AIM OF THE EXERCISE. Can you quote, word for word and in full, the page below comparing an array with a binary search tree?

==== SOURCE ====

PROWAREtech
C++: Array versus Binary Tree
An interesting comparison can be made between an array and a binary search tree. Both are very fast.
The array uses less memory and takes less time to add data to when it is not sorted. Arrays add data at a constant time rate or O(1) in Big O notation or at a linear rate, O(n), when sorted. Sorting a wholey unsorted array is done in O(n•log(n)) time using the quicksort algorithm. Sorting using this algorithm along with the time to add the data unsorted makes the array faster to add data to. Searching an array is done with a binary search.
The link-based binary search tree must allocate memory for its nodes slowing it down, but searches a lot faster (on a percentage basis) than the array. The search speed should be identical, O(log(n)) (best case), however it just does not work out this way. Adding a single item to a large data structure is faster with a binary tree, O(log(n)) assuming it is well balanced.

==== GIVEN MATERIAL ====

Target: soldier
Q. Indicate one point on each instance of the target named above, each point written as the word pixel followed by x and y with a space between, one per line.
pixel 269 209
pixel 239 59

====

OUTPUT BELOW.
PROWAREtech
C++: Array versus Binary Tree
An interesting comparison can be made between an array and a binary search tree. Both are very fast.
The array uses less memory and takes less time to add data to when it is not sorted. Arrays add data at a constant time rate or O(1) in Big O notation or at a linear rate, O(n), when sorted. Sorting a wholey unsorted array is done in O(n•log(n)) time using the quicksort algorithm. Sorting using this algorithm along with the time to add the data unsorted makes the array faster to add data to. Searching an array is done with a binary search.
The link-based binary search tree must allocate memory for its nodes slowing it down, but searches a lot faster (on a percentage basis) than the array. The search speed should be identical, O(log(n)) (best case), however it just does not work out this way. Adding a single item to a large data structure is faster with a binary tree, O(log(n)) assuming it is well balanced.